**WRITTEN INSTRUCTION**
Please copy every line of the entries below word for word, leaving out the pictures.

START

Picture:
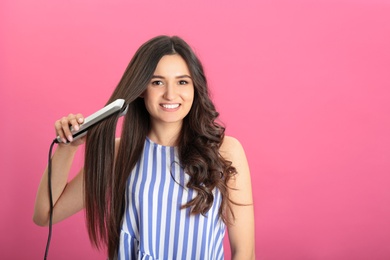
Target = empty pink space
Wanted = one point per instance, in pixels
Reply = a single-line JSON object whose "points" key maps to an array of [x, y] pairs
{"points": [[304, 85]]}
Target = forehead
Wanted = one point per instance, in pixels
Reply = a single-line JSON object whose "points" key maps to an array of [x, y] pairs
{"points": [[172, 65]]}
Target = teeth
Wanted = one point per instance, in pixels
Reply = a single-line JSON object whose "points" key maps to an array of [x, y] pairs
{"points": [[170, 106]]}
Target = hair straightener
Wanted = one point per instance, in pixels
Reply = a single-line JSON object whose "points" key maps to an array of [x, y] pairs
{"points": [[118, 106], [112, 108]]}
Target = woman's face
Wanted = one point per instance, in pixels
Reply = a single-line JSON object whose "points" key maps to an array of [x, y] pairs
{"points": [[170, 93]]}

END

**SOLUTION TO THE PROBLEM**
Picture:
Target = empty pink space
Wanted = one point per instance, in pixels
Reply = a single-line JSON object whose "points" key maps to an array of [x, y] pairs
{"points": [[304, 85]]}
Target = forehead
Wanted = one point per instance, in pixels
Reply = a single-line JSON object whose "points" key maps to an array of [x, y] pairs
{"points": [[172, 65]]}
Target = teeth
Wanted = one point per instance, in pixels
Reply = a single-line JSON object whose "points" key maps to an array of [x, y] pairs
{"points": [[170, 106]]}
Target = hair straightener
Wanted = one point per instance, in pixels
Reply = a single-line JSON object whose "points" key maps to an array of [x, y] pairs
{"points": [[118, 106], [112, 108]]}
Target = woman's face
Wanted = one point per instance, in pixels
Reply = a single-line JSON object whose "points" key maps to an array of [x, y] pairs
{"points": [[170, 93]]}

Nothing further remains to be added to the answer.